Task description
Every entry below should be reproduced exactly; no picture is to be included.

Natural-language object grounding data
━━━━━━━━━━━━━━━━━━━━

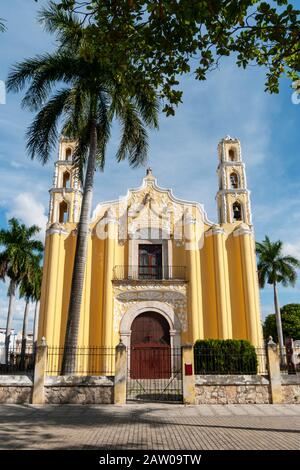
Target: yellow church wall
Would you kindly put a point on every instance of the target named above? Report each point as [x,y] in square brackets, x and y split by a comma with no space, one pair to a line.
[237,302]
[208,291]
[222,290]
[96,298]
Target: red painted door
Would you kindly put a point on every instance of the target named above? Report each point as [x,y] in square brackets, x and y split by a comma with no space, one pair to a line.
[150,347]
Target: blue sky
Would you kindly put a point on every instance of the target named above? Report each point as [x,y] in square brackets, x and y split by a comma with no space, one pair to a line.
[183,154]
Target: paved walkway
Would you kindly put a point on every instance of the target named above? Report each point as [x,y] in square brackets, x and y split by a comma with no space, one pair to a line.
[151,426]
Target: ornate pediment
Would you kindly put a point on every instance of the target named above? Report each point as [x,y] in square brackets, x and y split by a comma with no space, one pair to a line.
[151,207]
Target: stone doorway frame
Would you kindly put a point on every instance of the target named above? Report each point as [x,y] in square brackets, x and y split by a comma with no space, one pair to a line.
[154,306]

━━━━━━━━━━━━━━━━━━━━

Expected output
Target: yellow church wall
Would you kindly put a point on every instance of the target named above? Report each point as [x,y] in square brackets, x and y split by a comma with no space, one pair to a line.
[237,302]
[208,291]
[222,290]
[96,298]
Target: red painted door
Would you kindly put a point on every instance of the target named above? Report each point as [x,y] in square brackets, x and y split by a comma with no space, one pair to a line.
[150,347]
Target: blue sky
Would you kindly put a point on every instance of the target named above? Report each point as [x,y] in square brackets, x and y split by a comma with no space, one pair to a line.
[183,154]
Target: paved walkway
Would you kindly put a point on every instance of the target named above? Report each point as [x,y] in square brackets, x and y split by a comma with no space, one pair to a line.
[151,426]
Target: ornate pediment
Would you kindly put a point on every instance of the target named above? Report each point as [x,y] in square brackets, x and y split by a comma with no space, one pair to a line.
[151,207]
Target: stone doorway frame
Would you kindly put a point on every instance of the target named above? Report each point as [x,y] in square brackets, x and y split by a comma with no space, one pair to a line.
[154,306]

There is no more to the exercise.